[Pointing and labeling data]
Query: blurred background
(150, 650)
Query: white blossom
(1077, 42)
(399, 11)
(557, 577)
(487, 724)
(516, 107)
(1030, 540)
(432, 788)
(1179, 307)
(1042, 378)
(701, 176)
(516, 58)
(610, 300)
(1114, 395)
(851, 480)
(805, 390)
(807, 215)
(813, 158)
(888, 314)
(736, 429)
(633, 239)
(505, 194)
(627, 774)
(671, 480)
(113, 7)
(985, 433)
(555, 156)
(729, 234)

- _WHAT THE TASK ASKS_
Retype the data above line for line, with no changes.

- _SOLUTION TO THIS PROBLEM_
Query: blurred background
(150, 650)
Query: white blossom
(1077, 42)
(399, 11)
(557, 577)
(487, 724)
(516, 107)
(1030, 540)
(432, 788)
(1179, 307)
(1042, 378)
(701, 176)
(516, 58)
(610, 300)
(1114, 395)
(851, 480)
(805, 390)
(807, 215)
(813, 158)
(888, 314)
(736, 429)
(633, 239)
(505, 194)
(627, 774)
(671, 480)
(113, 7)
(985, 433)
(555, 156)
(729, 234)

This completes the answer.